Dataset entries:
•••
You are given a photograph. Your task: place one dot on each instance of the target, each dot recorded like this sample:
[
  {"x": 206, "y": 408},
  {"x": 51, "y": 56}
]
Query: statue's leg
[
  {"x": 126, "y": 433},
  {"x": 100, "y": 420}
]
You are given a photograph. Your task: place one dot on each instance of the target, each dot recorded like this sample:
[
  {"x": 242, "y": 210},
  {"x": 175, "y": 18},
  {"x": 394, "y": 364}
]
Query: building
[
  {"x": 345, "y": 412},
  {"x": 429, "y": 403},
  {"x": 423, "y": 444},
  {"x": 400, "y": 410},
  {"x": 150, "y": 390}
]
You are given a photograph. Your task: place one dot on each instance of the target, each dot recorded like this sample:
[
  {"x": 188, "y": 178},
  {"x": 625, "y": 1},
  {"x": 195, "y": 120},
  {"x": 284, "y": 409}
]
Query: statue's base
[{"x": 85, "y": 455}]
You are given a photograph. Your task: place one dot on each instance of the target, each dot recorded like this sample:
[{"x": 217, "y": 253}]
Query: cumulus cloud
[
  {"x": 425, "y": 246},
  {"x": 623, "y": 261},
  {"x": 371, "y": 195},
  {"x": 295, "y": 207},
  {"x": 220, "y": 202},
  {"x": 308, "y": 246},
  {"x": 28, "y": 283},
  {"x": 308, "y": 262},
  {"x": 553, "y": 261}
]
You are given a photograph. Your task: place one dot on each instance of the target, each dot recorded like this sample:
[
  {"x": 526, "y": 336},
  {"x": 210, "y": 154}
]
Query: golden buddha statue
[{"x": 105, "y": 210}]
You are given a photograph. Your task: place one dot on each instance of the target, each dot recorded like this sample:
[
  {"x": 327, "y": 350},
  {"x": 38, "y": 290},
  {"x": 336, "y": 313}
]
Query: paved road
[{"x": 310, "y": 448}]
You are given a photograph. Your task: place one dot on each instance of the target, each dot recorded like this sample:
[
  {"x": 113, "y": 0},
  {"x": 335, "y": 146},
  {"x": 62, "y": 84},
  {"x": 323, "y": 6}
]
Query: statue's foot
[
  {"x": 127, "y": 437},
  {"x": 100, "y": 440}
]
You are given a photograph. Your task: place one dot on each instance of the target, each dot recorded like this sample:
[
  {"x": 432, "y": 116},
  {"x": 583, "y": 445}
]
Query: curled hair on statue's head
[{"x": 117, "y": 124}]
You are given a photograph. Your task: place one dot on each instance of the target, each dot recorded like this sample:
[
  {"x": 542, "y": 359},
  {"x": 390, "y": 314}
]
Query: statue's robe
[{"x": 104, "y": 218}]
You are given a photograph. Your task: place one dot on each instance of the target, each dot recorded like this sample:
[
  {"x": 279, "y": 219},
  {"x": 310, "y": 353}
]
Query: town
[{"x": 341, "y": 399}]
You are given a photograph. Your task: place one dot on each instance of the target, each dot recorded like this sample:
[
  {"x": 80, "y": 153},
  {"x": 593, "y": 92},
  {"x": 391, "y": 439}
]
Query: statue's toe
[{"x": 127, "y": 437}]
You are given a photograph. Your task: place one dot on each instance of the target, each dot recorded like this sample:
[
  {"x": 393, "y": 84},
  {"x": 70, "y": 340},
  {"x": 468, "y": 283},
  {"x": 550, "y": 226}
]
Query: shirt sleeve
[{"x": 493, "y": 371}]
•••
What is needed is a word-for-word restatement of every line from the one with "Query: statue's foot" to the end of the entries above.

Query: statue's foot
[
  {"x": 127, "y": 437},
  {"x": 100, "y": 440}
]
You are given a photograph. Your task: place one dot on each instance of the target, each dot recorded like this sample:
[
  {"x": 432, "y": 116},
  {"x": 583, "y": 445}
]
Query: curled hair on statue's head
[{"x": 117, "y": 124}]
You are given a photograph. Your task: place one dot on each instance of the target, each dot recorded like this sample:
[
  {"x": 542, "y": 359},
  {"x": 390, "y": 314}
]
Query: statue's robe
[{"x": 104, "y": 218}]
You are given a photograph. Your task: place one dot on each instance of the target, each dot recorded like this sample:
[
  {"x": 279, "y": 219},
  {"x": 310, "y": 353}
]
Query: town
[{"x": 341, "y": 399}]
You are given a photograph. Your task: place one dot on each instance of the target, each dot recorded like this sample:
[
  {"x": 80, "y": 153},
  {"x": 593, "y": 92},
  {"x": 391, "y": 439}
]
Query: statue's toe
[{"x": 127, "y": 437}]
You are given a photograph. Your task: place one dot on each instance of the target, each dot recorded like this sample:
[
  {"x": 393, "y": 84},
  {"x": 70, "y": 340},
  {"x": 468, "y": 283},
  {"x": 550, "y": 226}
]
Query: shirt sleeve
[{"x": 493, "y": 371}]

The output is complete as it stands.